> **Problem description**
Please copy the stretch from the line containing "of the chocolate" through the end of the records, swapping "biggest" for "largest" and leaving everything else unchanged.

START Data entries

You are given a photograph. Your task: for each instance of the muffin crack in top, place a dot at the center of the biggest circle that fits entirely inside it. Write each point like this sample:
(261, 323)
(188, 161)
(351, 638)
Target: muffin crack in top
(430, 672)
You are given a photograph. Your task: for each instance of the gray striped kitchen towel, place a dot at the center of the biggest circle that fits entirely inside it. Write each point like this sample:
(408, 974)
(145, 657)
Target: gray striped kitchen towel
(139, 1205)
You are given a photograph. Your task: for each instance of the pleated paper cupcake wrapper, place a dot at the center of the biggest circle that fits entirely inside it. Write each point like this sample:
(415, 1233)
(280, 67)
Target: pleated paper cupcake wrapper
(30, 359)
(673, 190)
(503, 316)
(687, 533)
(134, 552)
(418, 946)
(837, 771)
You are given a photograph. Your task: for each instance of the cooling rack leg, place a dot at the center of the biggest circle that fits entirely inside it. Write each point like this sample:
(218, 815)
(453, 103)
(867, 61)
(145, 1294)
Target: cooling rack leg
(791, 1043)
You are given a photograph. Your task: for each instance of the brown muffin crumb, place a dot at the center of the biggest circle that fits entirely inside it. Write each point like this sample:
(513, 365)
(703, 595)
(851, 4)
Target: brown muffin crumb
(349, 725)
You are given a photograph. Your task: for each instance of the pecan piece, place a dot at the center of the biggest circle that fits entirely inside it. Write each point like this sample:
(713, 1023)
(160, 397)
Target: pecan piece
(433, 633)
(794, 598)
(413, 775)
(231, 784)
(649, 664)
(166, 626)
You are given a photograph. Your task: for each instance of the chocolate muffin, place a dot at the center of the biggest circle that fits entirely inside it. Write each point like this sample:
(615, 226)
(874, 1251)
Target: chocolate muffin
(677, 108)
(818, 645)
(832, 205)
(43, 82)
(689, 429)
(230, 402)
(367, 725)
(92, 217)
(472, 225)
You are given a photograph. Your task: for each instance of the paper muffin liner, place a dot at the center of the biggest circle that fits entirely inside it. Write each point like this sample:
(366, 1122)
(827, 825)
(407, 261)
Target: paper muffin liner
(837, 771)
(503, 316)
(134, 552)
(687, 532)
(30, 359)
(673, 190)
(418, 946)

END Data entries

> **Task answer**
You are given a photograph. Your task: for each instance of the chocolate muffin, place a dot at the center of the largest circle that fits entirely inside it. Write each point like this sample:
(615, 226)
(874, 1251)
Target: chocolate muffin
(677, 108)
(818, 645)
(832, 205)
(43, 82)
(689, 429)
(230, 402)
(367, 725)
(92, 217)
(472, 225)
You are given a photograph. Your task: for each instance of the paper muffin liner, place a dot at the center of the largest circle that fits entirely inside it. Write each point like this sample:
(366, 1122)
(827, 825)
(407, 261)
Target: paper muffin liner
(837, 771)
(503, 316)
(134, 552)
(687, 532)
(30, 359)
(673, 190)
(418, 946)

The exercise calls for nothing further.